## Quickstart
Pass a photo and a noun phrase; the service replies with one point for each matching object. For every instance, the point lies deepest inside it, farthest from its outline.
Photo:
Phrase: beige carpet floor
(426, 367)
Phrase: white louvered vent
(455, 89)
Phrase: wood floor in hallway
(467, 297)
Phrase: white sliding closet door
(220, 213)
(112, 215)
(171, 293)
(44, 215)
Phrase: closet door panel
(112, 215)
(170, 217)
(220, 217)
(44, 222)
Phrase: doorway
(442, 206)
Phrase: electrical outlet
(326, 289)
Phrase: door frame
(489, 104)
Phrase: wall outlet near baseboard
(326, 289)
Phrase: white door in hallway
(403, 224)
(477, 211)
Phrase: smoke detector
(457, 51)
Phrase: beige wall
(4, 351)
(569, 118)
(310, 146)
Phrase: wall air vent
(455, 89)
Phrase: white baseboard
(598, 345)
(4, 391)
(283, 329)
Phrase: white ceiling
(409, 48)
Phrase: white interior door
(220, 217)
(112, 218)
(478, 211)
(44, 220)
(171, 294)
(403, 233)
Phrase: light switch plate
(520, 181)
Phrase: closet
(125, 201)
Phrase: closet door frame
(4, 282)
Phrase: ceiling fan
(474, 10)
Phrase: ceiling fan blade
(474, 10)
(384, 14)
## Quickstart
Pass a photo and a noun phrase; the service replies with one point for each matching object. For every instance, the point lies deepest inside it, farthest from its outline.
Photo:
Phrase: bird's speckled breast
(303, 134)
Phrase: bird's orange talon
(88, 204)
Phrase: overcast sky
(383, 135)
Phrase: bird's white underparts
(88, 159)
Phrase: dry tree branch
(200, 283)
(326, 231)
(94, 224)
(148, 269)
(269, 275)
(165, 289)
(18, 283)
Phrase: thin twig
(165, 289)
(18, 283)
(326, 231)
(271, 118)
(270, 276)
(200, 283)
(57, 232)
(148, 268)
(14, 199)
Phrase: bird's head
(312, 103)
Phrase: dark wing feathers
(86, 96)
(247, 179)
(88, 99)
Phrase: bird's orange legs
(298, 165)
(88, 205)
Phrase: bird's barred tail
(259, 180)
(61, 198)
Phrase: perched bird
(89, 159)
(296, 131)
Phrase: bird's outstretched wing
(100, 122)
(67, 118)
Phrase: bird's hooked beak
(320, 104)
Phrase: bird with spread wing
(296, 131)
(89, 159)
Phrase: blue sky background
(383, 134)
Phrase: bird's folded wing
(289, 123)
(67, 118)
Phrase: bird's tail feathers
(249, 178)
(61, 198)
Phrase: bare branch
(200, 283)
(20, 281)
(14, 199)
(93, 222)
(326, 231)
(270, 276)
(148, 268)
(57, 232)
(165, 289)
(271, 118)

····················

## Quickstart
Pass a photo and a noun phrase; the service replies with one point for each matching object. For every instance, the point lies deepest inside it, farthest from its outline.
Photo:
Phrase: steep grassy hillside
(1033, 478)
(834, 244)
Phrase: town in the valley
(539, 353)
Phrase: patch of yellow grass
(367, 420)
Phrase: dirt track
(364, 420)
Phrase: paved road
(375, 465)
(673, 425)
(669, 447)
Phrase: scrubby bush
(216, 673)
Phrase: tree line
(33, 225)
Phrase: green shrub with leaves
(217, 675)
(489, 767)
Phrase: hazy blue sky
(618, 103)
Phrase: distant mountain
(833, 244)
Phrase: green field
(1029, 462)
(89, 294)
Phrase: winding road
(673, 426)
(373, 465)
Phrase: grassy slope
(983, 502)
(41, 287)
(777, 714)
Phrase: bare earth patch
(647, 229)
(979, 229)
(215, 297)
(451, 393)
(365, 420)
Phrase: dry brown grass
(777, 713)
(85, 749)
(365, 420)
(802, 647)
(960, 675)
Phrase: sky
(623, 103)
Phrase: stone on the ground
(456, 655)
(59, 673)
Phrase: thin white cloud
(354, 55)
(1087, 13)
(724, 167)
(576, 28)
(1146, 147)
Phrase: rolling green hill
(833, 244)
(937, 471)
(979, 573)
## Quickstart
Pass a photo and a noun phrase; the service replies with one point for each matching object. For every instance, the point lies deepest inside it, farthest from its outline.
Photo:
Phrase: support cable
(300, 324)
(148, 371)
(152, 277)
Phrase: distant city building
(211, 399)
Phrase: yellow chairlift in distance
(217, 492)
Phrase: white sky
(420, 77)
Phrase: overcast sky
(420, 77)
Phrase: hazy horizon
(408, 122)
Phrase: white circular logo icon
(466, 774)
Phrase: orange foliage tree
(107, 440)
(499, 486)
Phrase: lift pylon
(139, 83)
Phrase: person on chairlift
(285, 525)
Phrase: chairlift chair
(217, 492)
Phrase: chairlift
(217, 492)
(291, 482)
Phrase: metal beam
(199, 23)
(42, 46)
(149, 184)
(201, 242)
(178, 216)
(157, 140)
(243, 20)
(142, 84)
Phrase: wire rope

····················

- The problem
Take the listing above and repeat exactly the lines from the one containing "Phrase: orange foliage tree" through the one containing "Phrase: wire rope", both included.

- Solution to the exercise
Phrase: orange foliage tree
(107, 440)
(499, 486)
Phrase: lift pylon
(139, 83)
Phrase: person on chairlift
(285, 525)
Phrase: chairlift chair
(217, 492)
Phrase: chairlift
(217, 492)
(291, 482)
Phrase: metal beam
(199, 23)
(42, 46)
(149, 184)
(201, 242)
(178, 216)
(157, 140)
(243, 20)
(142, 84)
Phrase: wire rope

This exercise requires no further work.